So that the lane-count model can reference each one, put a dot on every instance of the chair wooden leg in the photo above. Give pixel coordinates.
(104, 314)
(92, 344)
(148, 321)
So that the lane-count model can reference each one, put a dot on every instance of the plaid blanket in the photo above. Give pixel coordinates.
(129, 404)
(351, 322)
• • • • • • •
— Task description —
Rewrite all the rows above, substituting "object-count model" for each occurrence of "lane-count model" and keeping everything else identical.

— Result of this exercise —
So that the object-count model can reference each one, put a dot on every instance of the chair wooden leg in the photo above. Give pixel coordinates.
(104, 314)
(92, 344)
(148, 321)
So that the object-count model can reference each one, put a dot on every instance of the plaid blanket in the photo above. Give pixel coordinates.
(129, 404)
(351, 322)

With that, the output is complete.